Page excerpt below:

NDUFA11


NADH dehydrogenase 1 alpha subcomplex subunit 11 is an enzyme that in humans is encoded by the NDUFA11 gene. The NDUFA11 protein is a subunit of NADH dehydrogenase, which is located in the mitochondrial inner membrane and is the largest of the five complexes of the electron transport chain Mutations in subunits of NADH dehydrogenase, also known as Complex I, frequently lead to complex neurodegenerative diseases such as Leigh's syndrome. Mutations in this gene are associated with severe mitochondrial complex I deficiency.

Structure

The NDUFA11 gene is located on the p arm of chromosome 19 in position 13.3 and spans 12,738 base pairs. The gene produces a 15 kDa protein composed of 141 amino acids. NDUFA11 is a subunit of the enzyme NADH dehydrogenase, the largest of the respiratory complexes. The structure is L-shaped with a long, hydrophobic transmembrane domain and a hydrophilic domain for the peripheral arm that includes all the known redox centers and the NADH binding site. It has been noted that the N-terminal hydrophobic domain has the potential to be folded into an alpha helix spanning the inner mitochondrial membrane with a C-terminal hydrophilic domain interacting with globular subunits of Complex I. The highly conserved two-domain structure suggests that this feature is critical for the protein function and that the hydrophobic domain acts as an anchor for the NADH dehydrogenase complex at the inner mitochondrial membrane. NDUFA11 is one of about 31 hydrophobic subunits that form the transmembrane region of Complex I, but it is an accessory subunit that is believed not to be involved in catalysis. The predicted secondary structure is primarily alpha helix, but the carboxy-terminal half of the protein has high potential to adopt a coiled-coil form. The amino-terminal part contains a putative beta sheet rich in hydrophobic amino acids that may serve as mitochondrial import signal.

End of Page excerpt.
Listed entries below:

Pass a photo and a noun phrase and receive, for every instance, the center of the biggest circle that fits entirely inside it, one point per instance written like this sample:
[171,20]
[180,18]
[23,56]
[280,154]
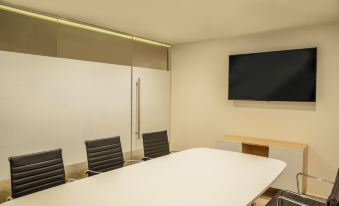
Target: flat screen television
[288,75]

End of Listed entries.

* What this task involves *
Transcribe, word for word, the portion of the NDUFA11 text above starting at "NADH dehydrogenase 1" and ending at "complex I deficiency.".

* Written response *
NADH dehydrogenase 1 alpha subcomplex subunit 11 is an enzyme that in humans is encoded by the NDUFA11 gene. The NDUFA11 protein is a subunit of NADH dehydrogenase, which is located in the mitochondrial inner membrane and is the largest of the five complexes of the electron transport chain Mutations in subunits of NADH dehydrogenase, also known as Complex I, frequently lead to complex neurodegenerative diseases such as Leigh's syndrome. Mutations in this gene are associated with severe mitochondrial complex I deficiency.